Short problem: Quote every one of the records below, copying each line without any change.

◇ ◇ ◇ ◇ ◇ ◇ ◇

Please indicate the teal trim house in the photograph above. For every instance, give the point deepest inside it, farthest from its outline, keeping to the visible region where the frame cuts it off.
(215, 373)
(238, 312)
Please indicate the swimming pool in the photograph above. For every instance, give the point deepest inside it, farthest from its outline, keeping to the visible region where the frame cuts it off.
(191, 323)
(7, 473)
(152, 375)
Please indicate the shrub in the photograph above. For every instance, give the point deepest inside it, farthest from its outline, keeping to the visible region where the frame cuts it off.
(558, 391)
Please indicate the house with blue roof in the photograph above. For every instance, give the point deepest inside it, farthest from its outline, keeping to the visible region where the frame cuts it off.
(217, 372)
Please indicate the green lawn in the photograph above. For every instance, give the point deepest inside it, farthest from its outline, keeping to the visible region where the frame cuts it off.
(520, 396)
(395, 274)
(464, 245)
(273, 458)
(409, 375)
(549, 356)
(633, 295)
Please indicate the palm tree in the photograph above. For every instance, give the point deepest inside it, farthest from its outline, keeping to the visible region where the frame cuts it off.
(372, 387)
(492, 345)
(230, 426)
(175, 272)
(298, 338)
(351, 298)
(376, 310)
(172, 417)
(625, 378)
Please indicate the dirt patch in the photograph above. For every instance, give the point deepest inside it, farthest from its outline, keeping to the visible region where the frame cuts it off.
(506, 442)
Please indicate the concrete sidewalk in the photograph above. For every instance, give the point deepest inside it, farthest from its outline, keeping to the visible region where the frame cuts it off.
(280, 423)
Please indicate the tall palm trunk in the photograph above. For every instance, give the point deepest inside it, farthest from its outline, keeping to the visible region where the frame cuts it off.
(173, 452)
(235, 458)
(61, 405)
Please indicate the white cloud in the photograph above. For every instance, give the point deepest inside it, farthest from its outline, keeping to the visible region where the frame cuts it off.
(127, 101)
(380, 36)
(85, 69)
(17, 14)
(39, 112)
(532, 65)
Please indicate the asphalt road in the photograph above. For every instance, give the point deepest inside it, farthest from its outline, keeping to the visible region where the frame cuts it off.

◇ ◇ ◇ ◇ ◇ ◇ ◇

Result:
Please indicate the teal trim house in the photograph above. For every instance, give the point deepest inside it, farthest from its outline, keeping to the visible region where the frame cuts it off.
(215, 373)
(238, 312)
Please indicate the swimming pool in the photograph above. For every instance, give the point deepest inside it, farthest from its outline, keeping to the visible region where the frame cuts it off.
(191, 323)
(7, 473)
(152, 375)
Please indicate the shrub in the photograph above. For every instance, give the point deepest inside it, farthest from its outline, keeping to the visible region where the frame cuts it off.
(558, 391)
Please indicate the house with blue roof in the photograph above. For every instance, give the point deepest inside it, farthest from its outline, keeping to the visible region where the frame cuts it off.
(217, 372)
Please indicate the green lawn in the photograph above. For every instance, give the point deepest inside it, farthest from its outline, keeping to the visible region where the frame cuts it off.
(520, 396)
(395, 274)
(464, 245)
(273, 458)
(409, 375)
(549, 356)
(633, 295)
Please indicate the palm tree in the photograph above. For every instance, give the point deepest inside it, farthest from its outline, keeping to the visible region where the frame cuts it off.
(372, 387)
(492, 345)
(230, 426)
(175, 272)
(298, 338)
(351, 298)
(376, 310)
(172, 417)
(625, 378)
Please indicate the dirt patch in the photograph above. For every instance, give the point deepest inside it, farthest from its outline, keeping to the visible region where the frame cuts it off.
(506, 442)
Please indicate the concrete sidewalk in the photograph above. For every instance, give the point deepest inside it, farthest from its outline, keeping to the visible region where the frame cuts it off.
(280, 423)
Please indicate the tall palm trunk in the photograph above. For every instance, give the point deepest inside it, farthest from its outline, keeping to the visible region where the frame cuts it off.
(173, 452)
(235, 458)
(61, 405)
Please indicate the white cloud in the photograph above. For every instance, give the point deepest inside it, farthest from its outline, keeping to the visible region where the frame cuts it off.
(127, 101)
(380, 36)
(85, 69)
(17, 14)
(39, 112)
(532, 65)
Please indicate the asphalt road in the photograph above. For every instance, give the point deepest inside it, farthest from its outline, keeping to the visible region where the frame cuts it off.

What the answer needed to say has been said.